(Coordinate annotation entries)
====================

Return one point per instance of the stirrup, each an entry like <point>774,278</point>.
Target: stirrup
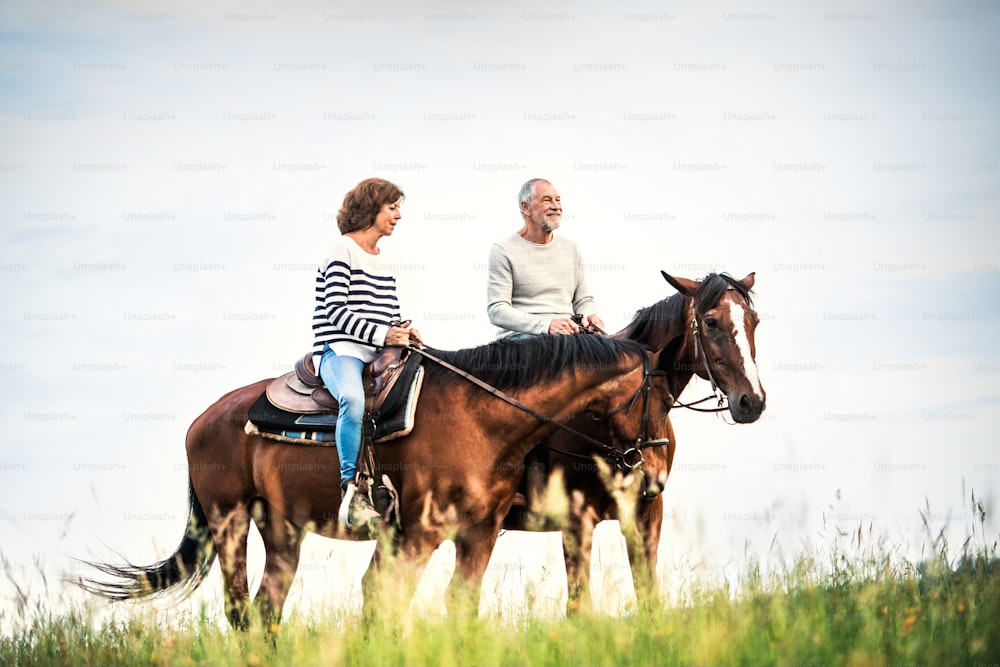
<point>356,511</point>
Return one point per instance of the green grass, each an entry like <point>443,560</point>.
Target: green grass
<point>861,613</point>
<point>861,606</point>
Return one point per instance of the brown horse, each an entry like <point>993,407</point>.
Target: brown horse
<point>706,329</point>
<point>456,472</point>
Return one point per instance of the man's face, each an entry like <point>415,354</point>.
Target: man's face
<point>545,209</point>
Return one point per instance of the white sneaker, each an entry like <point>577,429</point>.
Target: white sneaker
<point>356,511</point>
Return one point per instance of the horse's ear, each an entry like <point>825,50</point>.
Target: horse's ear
<point>682,285</point>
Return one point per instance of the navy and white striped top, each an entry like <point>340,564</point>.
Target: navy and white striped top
<point>355,301</point>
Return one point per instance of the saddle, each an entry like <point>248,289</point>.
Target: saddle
<point>297,406</point>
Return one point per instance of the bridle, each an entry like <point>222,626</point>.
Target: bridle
<point>625,461</point>
<point>716,392</point>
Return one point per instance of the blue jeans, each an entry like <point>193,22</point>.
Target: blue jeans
<point>342,376</point>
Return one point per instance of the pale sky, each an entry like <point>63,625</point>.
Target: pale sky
<point>169,177</point>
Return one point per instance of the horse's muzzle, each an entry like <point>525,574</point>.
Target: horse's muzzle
<point>746,408</point>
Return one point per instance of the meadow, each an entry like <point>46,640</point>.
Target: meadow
<point>854,604</point>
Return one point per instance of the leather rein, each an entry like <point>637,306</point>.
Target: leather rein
<point>626,460</point>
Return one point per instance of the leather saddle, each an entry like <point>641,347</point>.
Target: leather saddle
<point>392,384</point>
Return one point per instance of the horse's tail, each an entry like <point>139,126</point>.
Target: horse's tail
<point>180,574</point>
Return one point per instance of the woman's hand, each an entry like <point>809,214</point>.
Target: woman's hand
<point>403,335</point>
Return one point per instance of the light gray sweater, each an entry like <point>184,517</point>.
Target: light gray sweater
<point>530,284</point>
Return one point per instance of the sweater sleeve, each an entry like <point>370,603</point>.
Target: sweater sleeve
<point>499,297</point>
<point>584,302</point>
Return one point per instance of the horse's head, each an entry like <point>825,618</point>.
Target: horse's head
<point>722,326</point>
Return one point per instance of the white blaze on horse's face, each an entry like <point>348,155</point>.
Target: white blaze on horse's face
<point>742,339</point>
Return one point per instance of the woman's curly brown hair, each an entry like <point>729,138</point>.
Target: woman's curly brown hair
<point>363,203</point>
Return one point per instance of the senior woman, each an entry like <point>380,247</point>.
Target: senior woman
<point>357,313</point>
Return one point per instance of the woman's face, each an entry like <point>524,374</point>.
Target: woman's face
<point>387,218</point>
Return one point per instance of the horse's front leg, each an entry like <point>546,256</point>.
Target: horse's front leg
<point>643,548</point>
<point>473,549</point>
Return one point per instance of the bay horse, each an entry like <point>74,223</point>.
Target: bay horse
<point>707,329</point>
<point>456,472</point>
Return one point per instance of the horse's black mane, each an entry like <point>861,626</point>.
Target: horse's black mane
<point>525,361</point>
<point>648,323</point>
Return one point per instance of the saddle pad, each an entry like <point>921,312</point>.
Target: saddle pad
<point>394,419</point>
<point>269,417</point>
<point>314,438</point>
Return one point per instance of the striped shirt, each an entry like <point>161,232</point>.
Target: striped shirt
<point>355,301</point>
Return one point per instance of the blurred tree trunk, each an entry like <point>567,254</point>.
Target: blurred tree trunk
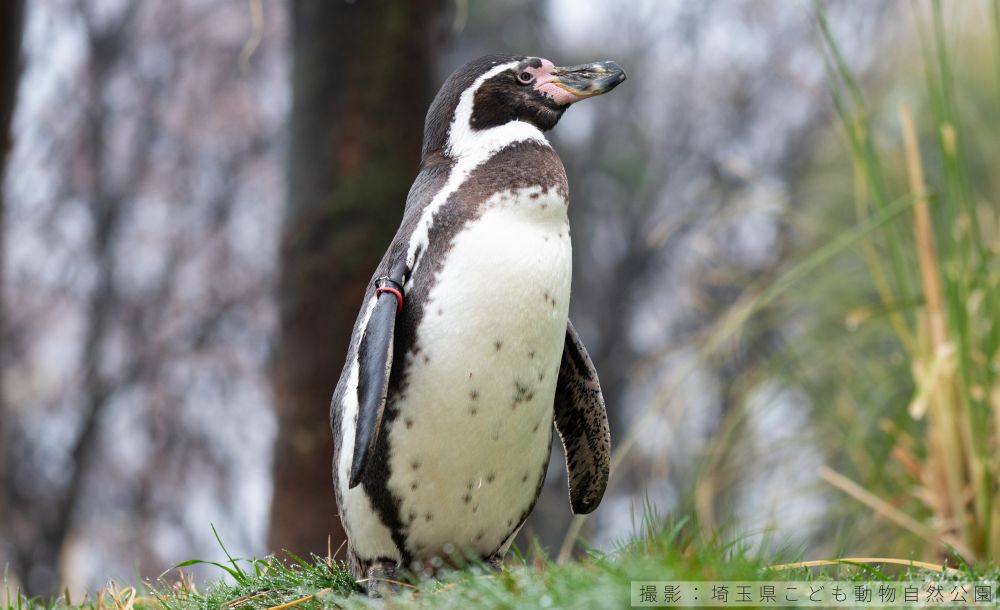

====================

[STATED EXERCISE]:
Turn every line of the entries above into a numbered list, skipping blank lines and leaving the pictures out.

[RESPONSE TO THIS EXERCISE]:
1. Return one point per instance of the stirrup, each an entry like <point>774,278</point>.
2. Target: stirrup
3. <point>356,511</point>
4. Return one point per instance of the green grass, each an entry like <point>443,560</point>.
5. Target: green grass
6. <point>861,613</point>
7. <point>861,606</point>
8. Return one point per instance of the brown horse, each an entry like <point>993,407</point>.
9. Target: brown horse
10. <point>706,329</point>
11. <point>456,472</point>
12. Return one point per instance of the man's face, each an entry like <point>415,354</point>.
13. Target: man's face
14. <point>545,209</point>
15. Return one point per instance of the white sneaker, each an entry like <point>577,429</point>.
16. Target: white sneaker
17. <point>356,511</point>
18. Return one point per instance of the horse's ear, each an entry like <point>825,50</point>.
19. Target: horse's ear
20. <point>682,285</point>
21. Return one point per instance of the navy and white striped top, each an entry like <point>340,564</point>.
22. Target: navy and white striped top
23. <point>355,301</point>
24. Return one point per instance of the saddle, each an entry like <point>248,289</point>.
25. Target: saddle
26. <point>297,406</point>
27. Return one point per instance of the bridle, each an entry like <point>222,626</point>.
28. Target: bridle
29. <point>625,461</point>
30. <point>716,392</point>
31. Return one point per instance of the blue jeans, each an entry like <point>193,22</point>.
32. Target: blue jeans
33. <point>342,376</point>
34. Return one point per instance of the pale sky, each an entry like <point>63,625</point>.
35. Target: pale sky
36. <point>169,177</point>
37. Return one point per instance of the horse's muzzle, each an entry like <point>525,574</point>.
38. Target: horse's muzzle
39. <point>746,408</point>
40. Return one point per instance of the meadow, each an entry like <point>46,640</point>.
41. Target: meadow
42. <point>854,604</point>
43. Return one point per instance of the leather rein, each an entry like <point>637,306</point>.
44. Target: leather rein
45. <point>626,460</point>
46. Return one point per instance of the leather saddle, each an entry like <point>641,347</point>.
47. Target: leather saddle
48. <point>392,384</point>
49. Return one point per instance of the horse's tail, each an entry like <point>139,126</point>.
50. Target: horse's tail
51. <point>180,574</point>
52. Return one point per instance of the woman's hand, each an entry like <point>809,214</point>.
53. Target: woman's hand
54. <point>403,335</point>
55. Return one point per instance of the light gray sweater, each an entry like <point>184,517</point>.
56. Target: light gray sweater
57. <point>530,284</point>
58. Return one point per instance of the sweater sleeve, each an entry like <point>370,603</point>.
59. Target: sweater sleeve
60. <point>499,297</point>
61. <point>584,302</point>
62. Return one point per instance of the horse's head, each an entry like <point>825,618</point>.
63. Target: horse's head
64. <point>722,326</point>
65. Return one point per instance of the white blaze on horse's face, each an entry like <point>348,155</point>.
66. Target: white blaze on horse's face
67. <point>742,339</point>
68. Return one point per instance of the woman's curly brown hair, each an entry like <point>729,138</point>.
69. Target: woman's curly brown hair
70. <point>363,203</point>
71. Return one point per instance of the senior woman, each an entry like <point>380,247</point>.
72. Target: senior woman
73. <point>357,313</point>
74. Return one point per instance of the woman's face, each an entry like <point>524,374</point>.
75. Target: woman's face
76. <point>387,218</point>
77. Return one point per instance of the horse's front leg, each an entry like <point>546,256</point>.
78. Target: horse's front leg
79. <point>643,548</point>
80. <point>473,549</point>
81. Return one point per instance of the bay horse, each an entry like <point>74,223</point>.
82. Target: bay horse
83. <point>707,329</point>
84. <point>456,472</point>
85. Return one point per instance of the horse's black mane, each an entry like <point>861,626</point>.
86. Target: horse's black mane
87. <point>525,361</point>
88. <point>648,323</point>
89. Return one point per instance of the saddle pad, each an entry like <point>921,312</point>.
90. Target: saddle pad
91. <point>394,419</point>
92. <point>269,417</point>
93. <point>314,438</point>
94. Return one point per instance of the striped shirt, each an entry like <point>161,232</point>.
95. Target: striped shirt
96. <point>355,301</point>
97. Return one point per instance of the blurred tree trunk, each an entry like <point>567,254</point>.
98. Target: blurred tree trunk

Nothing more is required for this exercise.